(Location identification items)
---

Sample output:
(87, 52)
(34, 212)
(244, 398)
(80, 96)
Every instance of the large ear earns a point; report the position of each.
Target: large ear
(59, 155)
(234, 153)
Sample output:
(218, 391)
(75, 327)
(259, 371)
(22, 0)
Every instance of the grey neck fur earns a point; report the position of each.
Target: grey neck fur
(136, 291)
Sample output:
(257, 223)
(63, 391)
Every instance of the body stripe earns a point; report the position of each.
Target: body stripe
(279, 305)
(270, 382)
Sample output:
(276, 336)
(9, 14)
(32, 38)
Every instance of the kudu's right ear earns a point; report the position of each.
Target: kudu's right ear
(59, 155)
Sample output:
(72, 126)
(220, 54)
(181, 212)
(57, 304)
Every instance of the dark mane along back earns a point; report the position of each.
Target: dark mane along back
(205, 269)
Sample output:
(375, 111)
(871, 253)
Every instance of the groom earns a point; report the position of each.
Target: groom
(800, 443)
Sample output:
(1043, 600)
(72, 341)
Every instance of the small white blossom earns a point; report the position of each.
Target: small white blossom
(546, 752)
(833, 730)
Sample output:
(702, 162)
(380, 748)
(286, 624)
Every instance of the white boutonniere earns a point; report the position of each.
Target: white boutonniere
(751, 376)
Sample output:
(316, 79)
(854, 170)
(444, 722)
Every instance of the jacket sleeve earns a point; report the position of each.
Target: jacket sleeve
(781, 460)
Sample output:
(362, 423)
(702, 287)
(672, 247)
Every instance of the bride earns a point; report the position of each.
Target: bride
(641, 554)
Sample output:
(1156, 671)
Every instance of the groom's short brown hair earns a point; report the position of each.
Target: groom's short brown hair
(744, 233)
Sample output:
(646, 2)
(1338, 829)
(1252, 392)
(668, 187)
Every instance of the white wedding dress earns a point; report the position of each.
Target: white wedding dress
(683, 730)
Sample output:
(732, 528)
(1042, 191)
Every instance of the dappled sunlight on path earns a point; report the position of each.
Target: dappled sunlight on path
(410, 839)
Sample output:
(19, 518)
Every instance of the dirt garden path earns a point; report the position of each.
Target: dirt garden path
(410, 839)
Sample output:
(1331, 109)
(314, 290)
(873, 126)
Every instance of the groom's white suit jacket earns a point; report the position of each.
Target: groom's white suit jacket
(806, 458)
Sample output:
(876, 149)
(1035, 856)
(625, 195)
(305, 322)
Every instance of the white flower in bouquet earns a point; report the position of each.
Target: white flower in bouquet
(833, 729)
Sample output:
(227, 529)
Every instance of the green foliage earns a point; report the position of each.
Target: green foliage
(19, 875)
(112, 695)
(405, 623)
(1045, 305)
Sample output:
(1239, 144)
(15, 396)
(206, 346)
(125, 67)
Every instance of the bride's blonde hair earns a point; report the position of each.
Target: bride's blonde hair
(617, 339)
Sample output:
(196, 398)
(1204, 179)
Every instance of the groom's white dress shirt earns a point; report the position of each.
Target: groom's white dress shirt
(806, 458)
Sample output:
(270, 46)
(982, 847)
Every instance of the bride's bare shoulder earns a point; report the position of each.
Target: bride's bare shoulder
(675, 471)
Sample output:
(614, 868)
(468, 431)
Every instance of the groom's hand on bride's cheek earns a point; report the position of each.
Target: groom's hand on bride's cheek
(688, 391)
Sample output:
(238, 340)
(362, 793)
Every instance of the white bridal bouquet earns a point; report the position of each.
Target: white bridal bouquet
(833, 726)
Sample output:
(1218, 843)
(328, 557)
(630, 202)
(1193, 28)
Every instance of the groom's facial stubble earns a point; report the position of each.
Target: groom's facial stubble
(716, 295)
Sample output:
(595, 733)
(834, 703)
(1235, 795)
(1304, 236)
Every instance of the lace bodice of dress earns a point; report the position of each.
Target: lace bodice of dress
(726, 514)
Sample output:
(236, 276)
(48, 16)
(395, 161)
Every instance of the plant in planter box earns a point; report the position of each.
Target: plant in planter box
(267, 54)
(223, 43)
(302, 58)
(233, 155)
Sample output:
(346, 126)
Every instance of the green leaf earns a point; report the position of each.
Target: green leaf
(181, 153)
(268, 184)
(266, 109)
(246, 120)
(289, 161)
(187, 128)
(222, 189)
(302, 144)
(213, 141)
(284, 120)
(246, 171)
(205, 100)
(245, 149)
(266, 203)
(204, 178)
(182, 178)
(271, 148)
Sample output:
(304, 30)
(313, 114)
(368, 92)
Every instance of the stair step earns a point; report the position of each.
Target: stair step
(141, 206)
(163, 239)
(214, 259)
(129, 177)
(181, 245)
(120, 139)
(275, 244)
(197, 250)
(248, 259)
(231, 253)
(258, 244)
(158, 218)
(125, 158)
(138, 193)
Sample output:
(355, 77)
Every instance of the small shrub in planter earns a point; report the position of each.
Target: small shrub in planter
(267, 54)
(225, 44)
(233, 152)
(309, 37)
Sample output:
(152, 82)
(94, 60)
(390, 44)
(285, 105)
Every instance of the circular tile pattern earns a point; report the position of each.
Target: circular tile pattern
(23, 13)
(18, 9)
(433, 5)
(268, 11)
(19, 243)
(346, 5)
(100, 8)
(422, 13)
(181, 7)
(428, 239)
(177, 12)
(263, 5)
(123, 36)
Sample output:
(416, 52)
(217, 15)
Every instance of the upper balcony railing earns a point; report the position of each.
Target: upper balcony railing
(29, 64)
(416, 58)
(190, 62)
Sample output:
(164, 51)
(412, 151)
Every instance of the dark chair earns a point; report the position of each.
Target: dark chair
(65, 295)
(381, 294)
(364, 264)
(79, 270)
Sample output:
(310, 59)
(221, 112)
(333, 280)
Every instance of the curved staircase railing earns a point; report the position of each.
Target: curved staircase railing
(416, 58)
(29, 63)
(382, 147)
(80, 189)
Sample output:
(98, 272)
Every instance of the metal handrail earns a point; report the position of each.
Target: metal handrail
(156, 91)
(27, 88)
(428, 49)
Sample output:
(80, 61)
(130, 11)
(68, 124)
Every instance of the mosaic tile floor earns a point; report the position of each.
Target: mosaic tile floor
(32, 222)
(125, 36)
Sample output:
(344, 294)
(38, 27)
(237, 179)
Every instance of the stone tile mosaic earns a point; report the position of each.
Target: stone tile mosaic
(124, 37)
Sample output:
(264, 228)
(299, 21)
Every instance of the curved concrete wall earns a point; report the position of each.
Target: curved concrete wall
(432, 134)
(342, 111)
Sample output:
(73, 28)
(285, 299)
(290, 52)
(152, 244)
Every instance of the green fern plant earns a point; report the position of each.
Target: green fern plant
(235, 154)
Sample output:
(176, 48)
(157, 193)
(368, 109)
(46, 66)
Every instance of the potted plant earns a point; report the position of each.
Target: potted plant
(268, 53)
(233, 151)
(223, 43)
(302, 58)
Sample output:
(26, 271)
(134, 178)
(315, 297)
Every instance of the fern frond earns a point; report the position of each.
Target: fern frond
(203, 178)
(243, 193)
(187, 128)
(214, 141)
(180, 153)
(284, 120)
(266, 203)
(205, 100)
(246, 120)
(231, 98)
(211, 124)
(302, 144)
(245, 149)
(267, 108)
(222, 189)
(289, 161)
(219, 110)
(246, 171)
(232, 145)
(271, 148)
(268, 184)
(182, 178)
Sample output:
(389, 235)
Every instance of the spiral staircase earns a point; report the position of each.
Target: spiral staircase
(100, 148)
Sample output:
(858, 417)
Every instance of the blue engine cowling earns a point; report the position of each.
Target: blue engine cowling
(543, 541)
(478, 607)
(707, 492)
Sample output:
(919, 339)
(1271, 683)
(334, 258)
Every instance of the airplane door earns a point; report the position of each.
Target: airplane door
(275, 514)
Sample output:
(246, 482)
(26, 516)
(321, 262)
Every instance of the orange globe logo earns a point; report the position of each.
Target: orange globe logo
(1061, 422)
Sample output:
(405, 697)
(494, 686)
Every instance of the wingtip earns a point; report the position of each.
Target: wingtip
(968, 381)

---

▶ **Stated problem**
Show every line of the records above that contains the word "stone".

▶ **In response**
Every instance of the stone tile mosaic earns a point; report the position of each.
Target: stone tile mosaic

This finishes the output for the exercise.